*** Opening Selected extract ***

Scribner: 232 pp., $24

“I was in high school when I read ‘The Bell Jar’ and thought it was about a lucky girl who wins a contest and gets to go to Europe.” Patricia Marx’s opening riff on Sylvia Plath’s light side, her breeziness over Plath’s “despair and the conclusive oven thing,” exemplify the dark hilarity simmering under Marx’s novel. Like Plath, Marx’s heroine goes off to Cambridge and falls in love with a wrongo, although the path landing her in Eugene Obello’s lap is strewn with lessons: “I must have intuitively known even then ... that if you ask a certain type of guy about himself, it’s as good as winding a wind-up toy. For a given amount of time, [he] requires only minimal attention.... In this way, men are easier than plants.” Eugene is a student in the ego-studies department; their courtship involves conversations about, say, which syllable to stress in “hegemony.” He talks funny: “Your kisses are so recondite, my peach, that they are almost notional.” He’s a jerk in every way. The heroine returns to Philadelphia, her thesis on U.K. race relations understandably incomplete, to pursue a career in comedy writing. Eugene reenters her life, toting wife and child, and sets himself up as a psychologist. Marx, a former writer for “Saturday Night Live,” has a lovely belly-up-to-the-bar style. “You’re a good listener,” she tells us, “Plus, I bet you have a winning way of turning the page.”

*** Closing Selected extract ***

= Tasks for this exercise =
[A] In the book review, which department is Eugene a student in?
[B] List every place named in the book review.
The entries after this point are separate material and are unrelated to the book review.

*** Opening Dataset records ***

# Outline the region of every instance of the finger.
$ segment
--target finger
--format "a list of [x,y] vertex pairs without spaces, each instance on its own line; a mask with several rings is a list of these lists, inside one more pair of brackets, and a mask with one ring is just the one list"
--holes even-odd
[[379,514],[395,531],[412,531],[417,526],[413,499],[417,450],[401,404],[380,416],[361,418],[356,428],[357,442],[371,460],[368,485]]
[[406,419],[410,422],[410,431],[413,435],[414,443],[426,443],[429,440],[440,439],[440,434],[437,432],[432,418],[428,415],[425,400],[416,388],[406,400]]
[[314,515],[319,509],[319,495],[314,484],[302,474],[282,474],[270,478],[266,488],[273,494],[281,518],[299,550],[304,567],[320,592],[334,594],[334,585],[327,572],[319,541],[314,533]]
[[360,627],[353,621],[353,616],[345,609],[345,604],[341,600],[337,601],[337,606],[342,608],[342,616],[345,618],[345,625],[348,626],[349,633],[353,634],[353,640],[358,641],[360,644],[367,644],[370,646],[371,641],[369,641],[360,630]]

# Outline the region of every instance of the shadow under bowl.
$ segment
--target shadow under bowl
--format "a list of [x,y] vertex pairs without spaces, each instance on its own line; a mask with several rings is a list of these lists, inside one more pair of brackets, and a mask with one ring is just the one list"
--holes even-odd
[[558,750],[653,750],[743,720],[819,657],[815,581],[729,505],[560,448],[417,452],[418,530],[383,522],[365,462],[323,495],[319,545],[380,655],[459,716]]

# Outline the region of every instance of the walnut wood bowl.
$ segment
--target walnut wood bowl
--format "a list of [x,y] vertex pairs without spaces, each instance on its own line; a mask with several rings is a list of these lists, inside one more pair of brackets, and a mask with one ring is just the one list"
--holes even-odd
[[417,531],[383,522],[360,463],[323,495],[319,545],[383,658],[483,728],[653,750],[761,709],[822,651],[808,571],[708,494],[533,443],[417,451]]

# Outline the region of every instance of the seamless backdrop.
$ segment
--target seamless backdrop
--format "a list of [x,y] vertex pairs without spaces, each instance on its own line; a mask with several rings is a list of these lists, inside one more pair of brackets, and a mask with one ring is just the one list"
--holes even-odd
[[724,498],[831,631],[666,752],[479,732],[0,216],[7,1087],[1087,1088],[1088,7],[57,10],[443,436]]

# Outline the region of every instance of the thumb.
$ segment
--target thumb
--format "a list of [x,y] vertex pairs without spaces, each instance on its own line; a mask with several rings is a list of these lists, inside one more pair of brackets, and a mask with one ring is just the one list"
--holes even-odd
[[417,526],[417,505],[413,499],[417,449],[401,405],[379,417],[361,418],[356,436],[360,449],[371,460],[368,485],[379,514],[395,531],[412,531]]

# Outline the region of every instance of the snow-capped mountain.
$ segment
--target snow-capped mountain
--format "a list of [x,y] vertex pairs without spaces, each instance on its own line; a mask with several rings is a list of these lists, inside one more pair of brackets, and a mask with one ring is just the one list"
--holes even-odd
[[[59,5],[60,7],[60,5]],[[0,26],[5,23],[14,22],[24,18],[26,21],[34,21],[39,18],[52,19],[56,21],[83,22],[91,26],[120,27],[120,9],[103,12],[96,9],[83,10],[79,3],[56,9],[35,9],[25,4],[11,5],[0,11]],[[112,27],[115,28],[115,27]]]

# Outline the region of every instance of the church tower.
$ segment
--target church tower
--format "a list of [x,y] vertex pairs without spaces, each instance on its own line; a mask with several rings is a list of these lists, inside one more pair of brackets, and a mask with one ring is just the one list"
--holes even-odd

*** Closing Dataset records ***

= Answer section =
[A] The ego-studies department.

[B] Europe, Cambridge, Philadelphia, U.K.